* _Quoted passage_
########################################
Re: [PATCH v17 14/24] KVM: x86/mmu: Enforce guest_memfd's max order when recovering hugepages

linux-kernel.vger.kernel.org archive mirror
 help / color / mirror / Atom feed

From: Xiaoyao Li <xiaoyao.li@intel.com>
To: Sean Christopherson <seanjc@google.com>,
	Paolo Bonzini <pbonzini@redhat.com>,
	Marc Zyngier <maz@kernel.org>,
	Oliver Upton <oliver.upton@linux.dev>
Cc: kvm@vger.kernel.org, linux-arm-kernel@lists.infradead.org,
	kvmarm@lists.linux.dev, linux-kernel@vger.kernel.org,
	Ira Weiny <ira.weiny@intel.com>, Gavin Shan <gshan@redhat.com>,
	Shivank Garg <shivankg@amd.com>, Vlastimil Babka <vbabka@suse.cz>,
	David Hildenbrand <david@redhat.com>,
	Fuad Tabba <tabba@google.com>,
	Ackerley Tng <ackerleytng@google.com>,
	Tao Chan <chentao@kylinos.cn>,
	James Houghton <jthoughton@google.com>
Subject: Re: [PATCH v17 14/24] KVM: x86/mmu: Enforce guest_memfd's max order when recovering hugepages
Date: Wed, 30 Jul 2025 15:33:51 +0800	[thread overview]
Message-ID: <e67b0825-abcb-4bac-bc3c-2e8b513f1d57@intel.com> (raw)
In-Reply-To: <20250729225455.670324-15-seanjc@google.com>

On 7/30/2025 6:54 AM, Sean Christopherson wrote:
> Rework kvm_mmu_max_mapping_level() to provide the plumbing to consult
> guest_memfd (and relevant vendor code) when recovering hugepages, e.g.
########################################
* _Problem 1_
Please report each line of the listing below that contains the string "sleeve".

(Items from a dataset)
########################################
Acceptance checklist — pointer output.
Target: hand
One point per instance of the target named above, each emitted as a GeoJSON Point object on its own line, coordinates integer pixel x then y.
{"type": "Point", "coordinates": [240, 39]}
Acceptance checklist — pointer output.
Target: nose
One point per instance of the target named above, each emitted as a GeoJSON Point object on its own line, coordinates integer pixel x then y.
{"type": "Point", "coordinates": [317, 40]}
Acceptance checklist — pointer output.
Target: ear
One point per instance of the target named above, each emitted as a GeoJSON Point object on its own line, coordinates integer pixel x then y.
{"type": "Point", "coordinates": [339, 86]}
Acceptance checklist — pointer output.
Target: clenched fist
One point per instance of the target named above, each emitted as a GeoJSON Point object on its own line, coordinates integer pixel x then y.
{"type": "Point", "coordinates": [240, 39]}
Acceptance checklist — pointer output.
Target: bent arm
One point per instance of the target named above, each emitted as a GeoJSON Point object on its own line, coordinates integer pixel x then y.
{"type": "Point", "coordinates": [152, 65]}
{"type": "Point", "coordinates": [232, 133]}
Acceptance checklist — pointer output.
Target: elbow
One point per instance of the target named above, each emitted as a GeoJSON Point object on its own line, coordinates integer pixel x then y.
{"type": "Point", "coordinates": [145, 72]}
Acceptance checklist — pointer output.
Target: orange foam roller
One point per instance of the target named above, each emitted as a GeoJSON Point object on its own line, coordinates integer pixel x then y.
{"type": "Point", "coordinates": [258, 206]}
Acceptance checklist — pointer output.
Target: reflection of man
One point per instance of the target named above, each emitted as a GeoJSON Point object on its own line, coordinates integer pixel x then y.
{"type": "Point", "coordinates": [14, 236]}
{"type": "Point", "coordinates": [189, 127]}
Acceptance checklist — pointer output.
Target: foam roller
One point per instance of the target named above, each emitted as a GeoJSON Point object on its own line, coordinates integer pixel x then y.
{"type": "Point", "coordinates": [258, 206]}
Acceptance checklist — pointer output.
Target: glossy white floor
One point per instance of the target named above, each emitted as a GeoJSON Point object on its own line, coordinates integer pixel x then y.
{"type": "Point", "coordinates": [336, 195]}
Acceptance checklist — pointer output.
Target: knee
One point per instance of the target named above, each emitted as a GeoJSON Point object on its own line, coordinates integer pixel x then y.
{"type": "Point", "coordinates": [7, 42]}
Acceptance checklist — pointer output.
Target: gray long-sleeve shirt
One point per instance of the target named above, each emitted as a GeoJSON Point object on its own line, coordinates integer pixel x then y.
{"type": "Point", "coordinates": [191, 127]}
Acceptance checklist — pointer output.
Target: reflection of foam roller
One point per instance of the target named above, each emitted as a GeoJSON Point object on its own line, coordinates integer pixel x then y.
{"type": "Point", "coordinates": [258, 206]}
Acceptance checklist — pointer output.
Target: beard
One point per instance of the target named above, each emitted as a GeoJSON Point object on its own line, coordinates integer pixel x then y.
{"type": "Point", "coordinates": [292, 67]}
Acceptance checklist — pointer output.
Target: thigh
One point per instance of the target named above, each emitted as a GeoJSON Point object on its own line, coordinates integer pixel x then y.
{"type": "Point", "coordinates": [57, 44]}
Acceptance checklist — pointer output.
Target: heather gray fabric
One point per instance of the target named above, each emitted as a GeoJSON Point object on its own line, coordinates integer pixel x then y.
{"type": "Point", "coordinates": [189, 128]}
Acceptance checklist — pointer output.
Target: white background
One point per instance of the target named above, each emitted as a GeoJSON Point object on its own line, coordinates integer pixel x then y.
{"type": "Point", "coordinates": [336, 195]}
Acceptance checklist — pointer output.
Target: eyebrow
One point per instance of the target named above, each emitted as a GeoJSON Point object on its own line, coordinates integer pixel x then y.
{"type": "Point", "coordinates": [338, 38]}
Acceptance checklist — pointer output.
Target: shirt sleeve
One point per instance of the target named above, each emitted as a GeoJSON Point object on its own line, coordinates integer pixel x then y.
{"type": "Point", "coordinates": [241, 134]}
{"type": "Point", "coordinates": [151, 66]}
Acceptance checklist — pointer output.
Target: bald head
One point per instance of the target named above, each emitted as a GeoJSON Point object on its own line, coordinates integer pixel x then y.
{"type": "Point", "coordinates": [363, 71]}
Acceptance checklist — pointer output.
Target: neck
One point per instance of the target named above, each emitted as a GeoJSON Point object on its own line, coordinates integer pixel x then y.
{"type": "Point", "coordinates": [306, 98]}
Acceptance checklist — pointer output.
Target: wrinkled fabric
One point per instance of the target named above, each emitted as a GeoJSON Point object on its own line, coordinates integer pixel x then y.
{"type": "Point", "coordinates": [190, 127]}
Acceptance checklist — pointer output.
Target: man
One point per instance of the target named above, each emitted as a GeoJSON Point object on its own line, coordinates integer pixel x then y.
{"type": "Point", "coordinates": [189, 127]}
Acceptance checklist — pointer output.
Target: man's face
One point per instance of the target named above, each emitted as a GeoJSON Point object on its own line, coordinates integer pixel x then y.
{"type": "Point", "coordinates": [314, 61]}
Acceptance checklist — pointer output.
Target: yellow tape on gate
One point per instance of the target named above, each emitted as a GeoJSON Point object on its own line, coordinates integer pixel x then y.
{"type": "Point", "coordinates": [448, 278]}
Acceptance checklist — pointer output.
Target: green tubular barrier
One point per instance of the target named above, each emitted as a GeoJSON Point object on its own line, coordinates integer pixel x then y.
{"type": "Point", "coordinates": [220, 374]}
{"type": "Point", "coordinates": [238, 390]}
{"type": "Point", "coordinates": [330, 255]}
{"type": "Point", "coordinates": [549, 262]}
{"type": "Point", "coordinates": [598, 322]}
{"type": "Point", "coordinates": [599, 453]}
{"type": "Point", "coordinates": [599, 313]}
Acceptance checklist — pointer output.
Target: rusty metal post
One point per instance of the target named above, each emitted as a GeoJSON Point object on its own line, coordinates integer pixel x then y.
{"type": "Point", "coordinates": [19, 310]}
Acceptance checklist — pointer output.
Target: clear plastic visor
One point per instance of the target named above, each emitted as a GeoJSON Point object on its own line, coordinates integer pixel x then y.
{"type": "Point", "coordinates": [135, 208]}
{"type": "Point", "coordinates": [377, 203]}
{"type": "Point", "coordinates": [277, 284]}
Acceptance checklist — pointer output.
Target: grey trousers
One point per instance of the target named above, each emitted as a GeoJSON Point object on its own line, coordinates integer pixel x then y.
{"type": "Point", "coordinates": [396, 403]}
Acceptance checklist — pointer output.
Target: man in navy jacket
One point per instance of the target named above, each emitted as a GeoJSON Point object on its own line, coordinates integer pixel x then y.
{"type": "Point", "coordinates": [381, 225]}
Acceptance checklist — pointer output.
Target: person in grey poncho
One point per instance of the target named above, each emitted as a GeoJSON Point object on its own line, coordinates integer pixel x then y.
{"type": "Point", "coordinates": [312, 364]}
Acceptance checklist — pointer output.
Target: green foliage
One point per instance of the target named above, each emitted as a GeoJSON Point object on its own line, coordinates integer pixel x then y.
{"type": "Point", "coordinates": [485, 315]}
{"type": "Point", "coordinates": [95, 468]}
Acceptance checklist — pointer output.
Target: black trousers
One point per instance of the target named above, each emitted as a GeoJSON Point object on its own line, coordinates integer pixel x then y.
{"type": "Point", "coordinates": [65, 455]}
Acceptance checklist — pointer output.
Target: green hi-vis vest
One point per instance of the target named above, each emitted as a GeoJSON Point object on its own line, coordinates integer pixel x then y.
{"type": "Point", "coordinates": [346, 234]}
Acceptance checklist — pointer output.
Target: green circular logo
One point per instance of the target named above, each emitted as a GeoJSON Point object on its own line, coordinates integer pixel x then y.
########################################
* _Problem 2_
Give the name and email address of each recipient on the To: line of the mailing-list reply above.

* _Reply 1_
Target: gray long-sleeve shirt
Target: shirt sleeve

* _Reply 2_
Sean Christopherson <seanjc@google.com>
Paolo Bonzini <pbonzini@redhat.com>
Marc Zyngier <maz@kernel.org>
Oliver Upton <oliver.upton@linux.dev>